(YOUR ASSIGNMENT)
Show only those lines of the entries where the string "sleeve" is found.

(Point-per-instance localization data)
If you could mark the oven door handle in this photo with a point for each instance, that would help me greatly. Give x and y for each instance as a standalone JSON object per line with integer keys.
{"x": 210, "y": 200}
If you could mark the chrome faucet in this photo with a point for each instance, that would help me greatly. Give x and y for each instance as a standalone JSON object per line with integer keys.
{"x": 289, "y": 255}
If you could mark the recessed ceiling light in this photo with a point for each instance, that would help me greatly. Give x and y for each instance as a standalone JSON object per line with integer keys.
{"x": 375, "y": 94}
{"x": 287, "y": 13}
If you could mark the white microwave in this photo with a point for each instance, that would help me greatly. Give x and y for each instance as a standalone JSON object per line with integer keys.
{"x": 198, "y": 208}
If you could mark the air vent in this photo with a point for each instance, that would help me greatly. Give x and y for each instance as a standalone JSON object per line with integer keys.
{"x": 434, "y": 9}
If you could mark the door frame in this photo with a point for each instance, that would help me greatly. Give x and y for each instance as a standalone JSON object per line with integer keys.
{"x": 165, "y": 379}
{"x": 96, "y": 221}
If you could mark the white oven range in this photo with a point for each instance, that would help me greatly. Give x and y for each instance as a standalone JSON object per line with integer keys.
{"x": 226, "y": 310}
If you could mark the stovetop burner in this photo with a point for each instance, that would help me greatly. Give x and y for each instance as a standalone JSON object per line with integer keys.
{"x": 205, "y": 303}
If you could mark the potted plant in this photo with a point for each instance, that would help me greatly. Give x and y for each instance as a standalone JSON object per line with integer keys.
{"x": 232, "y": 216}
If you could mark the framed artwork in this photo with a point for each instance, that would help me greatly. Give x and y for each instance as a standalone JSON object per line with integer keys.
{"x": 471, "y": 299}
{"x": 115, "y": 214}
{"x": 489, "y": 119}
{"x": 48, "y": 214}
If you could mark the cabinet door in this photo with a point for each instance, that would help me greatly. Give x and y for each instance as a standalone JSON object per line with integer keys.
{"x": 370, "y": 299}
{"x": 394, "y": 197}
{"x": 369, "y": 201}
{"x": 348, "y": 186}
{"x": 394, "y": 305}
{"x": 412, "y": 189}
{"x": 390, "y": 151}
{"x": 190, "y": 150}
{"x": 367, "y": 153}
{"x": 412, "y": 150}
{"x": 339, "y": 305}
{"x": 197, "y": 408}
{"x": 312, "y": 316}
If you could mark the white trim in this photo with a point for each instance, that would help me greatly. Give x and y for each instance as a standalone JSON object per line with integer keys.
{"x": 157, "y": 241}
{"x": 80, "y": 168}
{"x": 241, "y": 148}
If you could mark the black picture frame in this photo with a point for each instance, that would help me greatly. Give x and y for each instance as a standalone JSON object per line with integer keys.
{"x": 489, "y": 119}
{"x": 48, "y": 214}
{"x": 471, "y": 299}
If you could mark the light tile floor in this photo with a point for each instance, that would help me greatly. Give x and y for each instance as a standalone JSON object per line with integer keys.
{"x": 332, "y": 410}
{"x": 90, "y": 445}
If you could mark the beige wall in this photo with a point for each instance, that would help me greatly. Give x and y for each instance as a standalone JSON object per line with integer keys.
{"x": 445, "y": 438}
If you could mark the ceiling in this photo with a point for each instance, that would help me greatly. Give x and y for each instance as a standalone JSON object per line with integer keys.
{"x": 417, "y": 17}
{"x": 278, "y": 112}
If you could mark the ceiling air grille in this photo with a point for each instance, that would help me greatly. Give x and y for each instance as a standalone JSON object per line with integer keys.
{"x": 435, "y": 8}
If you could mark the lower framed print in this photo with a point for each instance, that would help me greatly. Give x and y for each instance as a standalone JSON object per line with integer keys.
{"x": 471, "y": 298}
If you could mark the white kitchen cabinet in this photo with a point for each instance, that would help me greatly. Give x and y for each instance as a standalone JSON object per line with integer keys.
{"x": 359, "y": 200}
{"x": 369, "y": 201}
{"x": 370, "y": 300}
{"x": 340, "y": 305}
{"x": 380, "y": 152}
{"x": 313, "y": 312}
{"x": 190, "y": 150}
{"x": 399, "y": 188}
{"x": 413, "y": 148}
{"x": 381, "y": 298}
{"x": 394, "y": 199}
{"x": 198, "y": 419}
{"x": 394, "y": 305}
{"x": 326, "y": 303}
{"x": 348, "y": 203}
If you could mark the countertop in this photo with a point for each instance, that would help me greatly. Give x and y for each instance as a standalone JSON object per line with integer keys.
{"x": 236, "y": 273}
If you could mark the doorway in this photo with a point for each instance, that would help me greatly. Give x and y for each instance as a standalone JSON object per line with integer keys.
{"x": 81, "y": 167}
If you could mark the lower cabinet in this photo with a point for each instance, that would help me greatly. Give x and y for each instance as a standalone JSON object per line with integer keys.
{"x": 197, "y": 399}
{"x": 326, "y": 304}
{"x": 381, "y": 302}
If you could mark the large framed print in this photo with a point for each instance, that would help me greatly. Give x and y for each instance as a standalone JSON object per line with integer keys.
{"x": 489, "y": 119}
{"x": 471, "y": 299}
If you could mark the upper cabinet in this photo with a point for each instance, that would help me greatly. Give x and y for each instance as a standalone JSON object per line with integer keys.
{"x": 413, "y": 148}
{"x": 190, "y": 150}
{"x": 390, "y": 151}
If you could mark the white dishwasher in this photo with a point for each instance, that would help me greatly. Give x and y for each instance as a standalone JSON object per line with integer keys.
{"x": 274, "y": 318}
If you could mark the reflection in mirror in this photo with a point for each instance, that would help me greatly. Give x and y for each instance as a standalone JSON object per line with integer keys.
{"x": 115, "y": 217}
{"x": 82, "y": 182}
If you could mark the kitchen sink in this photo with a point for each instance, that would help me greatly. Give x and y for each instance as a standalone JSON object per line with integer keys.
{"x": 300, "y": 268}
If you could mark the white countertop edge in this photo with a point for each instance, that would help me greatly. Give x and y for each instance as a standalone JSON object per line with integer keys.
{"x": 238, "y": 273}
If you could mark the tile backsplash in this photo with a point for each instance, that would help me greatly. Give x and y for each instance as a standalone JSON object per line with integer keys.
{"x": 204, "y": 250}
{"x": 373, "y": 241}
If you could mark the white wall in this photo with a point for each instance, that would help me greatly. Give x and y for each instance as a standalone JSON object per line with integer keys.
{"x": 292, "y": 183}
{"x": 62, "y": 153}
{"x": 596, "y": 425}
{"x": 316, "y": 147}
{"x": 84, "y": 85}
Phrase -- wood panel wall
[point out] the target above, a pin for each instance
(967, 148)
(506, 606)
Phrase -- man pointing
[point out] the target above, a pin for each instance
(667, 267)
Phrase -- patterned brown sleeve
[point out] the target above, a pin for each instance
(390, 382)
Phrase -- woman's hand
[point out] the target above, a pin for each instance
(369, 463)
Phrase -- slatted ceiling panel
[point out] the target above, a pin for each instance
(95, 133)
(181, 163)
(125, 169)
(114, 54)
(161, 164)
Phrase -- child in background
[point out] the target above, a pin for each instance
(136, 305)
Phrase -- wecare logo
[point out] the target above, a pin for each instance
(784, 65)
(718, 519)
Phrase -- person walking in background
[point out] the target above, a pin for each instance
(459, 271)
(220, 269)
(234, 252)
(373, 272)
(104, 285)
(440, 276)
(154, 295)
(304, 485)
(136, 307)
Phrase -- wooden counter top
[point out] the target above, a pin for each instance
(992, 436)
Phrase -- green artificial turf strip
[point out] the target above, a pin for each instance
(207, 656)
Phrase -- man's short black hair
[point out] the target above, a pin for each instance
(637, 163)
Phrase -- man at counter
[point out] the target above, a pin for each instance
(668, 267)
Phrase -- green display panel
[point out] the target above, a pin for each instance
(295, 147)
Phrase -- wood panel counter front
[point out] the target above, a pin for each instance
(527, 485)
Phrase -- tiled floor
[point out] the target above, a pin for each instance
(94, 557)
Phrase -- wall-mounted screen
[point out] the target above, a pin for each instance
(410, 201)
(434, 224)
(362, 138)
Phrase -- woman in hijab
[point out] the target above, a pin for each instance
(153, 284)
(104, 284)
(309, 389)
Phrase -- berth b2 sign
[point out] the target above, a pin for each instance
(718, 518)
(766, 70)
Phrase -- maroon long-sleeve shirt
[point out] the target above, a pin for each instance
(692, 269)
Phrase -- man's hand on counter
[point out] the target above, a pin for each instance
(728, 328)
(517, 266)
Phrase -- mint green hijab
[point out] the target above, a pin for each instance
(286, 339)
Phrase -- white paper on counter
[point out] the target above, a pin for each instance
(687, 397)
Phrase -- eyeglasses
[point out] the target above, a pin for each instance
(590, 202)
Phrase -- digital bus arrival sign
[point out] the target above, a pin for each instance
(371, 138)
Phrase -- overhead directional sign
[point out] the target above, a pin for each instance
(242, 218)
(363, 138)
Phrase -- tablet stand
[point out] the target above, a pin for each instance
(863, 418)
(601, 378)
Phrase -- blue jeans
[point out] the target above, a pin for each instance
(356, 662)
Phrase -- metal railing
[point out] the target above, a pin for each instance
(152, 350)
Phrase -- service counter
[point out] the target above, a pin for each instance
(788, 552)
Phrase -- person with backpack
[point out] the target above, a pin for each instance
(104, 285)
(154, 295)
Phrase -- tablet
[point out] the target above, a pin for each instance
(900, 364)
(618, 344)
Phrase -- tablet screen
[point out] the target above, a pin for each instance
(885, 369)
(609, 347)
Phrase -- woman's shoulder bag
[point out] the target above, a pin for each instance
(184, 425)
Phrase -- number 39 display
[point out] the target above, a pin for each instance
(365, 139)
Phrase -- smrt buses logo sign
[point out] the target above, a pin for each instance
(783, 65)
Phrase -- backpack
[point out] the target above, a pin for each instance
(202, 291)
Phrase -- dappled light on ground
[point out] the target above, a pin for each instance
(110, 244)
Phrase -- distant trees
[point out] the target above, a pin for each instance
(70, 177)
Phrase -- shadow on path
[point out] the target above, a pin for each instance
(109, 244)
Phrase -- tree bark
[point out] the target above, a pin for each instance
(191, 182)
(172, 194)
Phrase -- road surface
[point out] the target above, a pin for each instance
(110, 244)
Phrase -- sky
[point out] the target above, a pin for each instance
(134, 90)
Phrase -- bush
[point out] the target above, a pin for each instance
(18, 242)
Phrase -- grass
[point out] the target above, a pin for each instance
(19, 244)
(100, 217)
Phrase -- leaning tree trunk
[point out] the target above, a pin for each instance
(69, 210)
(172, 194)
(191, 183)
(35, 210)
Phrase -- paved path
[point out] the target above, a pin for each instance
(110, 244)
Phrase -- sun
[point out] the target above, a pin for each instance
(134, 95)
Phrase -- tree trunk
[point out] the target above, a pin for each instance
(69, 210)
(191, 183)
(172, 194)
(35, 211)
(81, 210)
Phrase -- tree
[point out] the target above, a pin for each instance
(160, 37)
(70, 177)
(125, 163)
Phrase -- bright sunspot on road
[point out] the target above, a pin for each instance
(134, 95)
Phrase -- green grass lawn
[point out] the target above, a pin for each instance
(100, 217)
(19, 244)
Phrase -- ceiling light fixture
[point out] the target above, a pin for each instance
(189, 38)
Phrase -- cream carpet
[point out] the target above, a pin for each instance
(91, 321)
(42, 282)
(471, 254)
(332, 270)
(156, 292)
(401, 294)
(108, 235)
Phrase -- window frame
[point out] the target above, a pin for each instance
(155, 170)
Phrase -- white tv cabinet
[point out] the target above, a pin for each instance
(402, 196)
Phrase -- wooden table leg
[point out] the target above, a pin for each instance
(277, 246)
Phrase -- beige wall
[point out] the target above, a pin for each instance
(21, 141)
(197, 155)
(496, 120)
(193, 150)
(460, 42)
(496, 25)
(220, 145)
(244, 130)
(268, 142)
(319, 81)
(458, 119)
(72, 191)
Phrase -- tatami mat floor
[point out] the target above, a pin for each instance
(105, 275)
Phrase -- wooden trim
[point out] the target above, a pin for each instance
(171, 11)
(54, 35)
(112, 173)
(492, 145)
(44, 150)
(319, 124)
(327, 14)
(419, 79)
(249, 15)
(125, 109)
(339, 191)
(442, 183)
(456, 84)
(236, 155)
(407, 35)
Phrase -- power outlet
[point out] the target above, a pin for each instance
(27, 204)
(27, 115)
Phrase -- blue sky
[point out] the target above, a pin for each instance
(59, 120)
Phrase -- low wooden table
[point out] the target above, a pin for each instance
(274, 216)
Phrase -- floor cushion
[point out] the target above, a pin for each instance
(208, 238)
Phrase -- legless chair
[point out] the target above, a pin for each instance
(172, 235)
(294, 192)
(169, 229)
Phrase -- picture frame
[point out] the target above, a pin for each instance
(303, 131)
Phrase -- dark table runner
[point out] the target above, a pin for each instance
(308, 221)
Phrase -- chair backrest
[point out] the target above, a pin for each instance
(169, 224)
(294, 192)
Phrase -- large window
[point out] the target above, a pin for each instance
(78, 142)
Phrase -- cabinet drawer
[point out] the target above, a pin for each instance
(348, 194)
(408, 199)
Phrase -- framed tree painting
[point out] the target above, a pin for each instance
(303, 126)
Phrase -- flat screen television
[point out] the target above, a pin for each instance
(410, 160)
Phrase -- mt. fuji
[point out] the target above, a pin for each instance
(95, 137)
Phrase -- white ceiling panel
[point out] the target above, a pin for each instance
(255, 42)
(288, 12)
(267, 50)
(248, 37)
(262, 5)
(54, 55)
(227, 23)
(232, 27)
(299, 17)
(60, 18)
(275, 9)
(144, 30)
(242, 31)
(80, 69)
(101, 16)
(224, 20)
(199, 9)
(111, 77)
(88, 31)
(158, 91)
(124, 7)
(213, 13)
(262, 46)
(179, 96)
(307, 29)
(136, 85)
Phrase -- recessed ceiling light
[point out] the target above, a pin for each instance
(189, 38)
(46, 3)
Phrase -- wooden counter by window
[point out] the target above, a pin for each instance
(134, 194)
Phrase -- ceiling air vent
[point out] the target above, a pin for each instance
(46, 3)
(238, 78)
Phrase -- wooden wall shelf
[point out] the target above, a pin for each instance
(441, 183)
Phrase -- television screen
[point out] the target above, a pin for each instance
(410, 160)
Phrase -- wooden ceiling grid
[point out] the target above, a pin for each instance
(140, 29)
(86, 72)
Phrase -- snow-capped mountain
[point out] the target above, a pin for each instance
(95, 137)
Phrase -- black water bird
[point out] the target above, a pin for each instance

(EXERCISE OUTPUT)
Phrase -- patterned brown sleeve
Phrase -- maroon long-sleeve shirt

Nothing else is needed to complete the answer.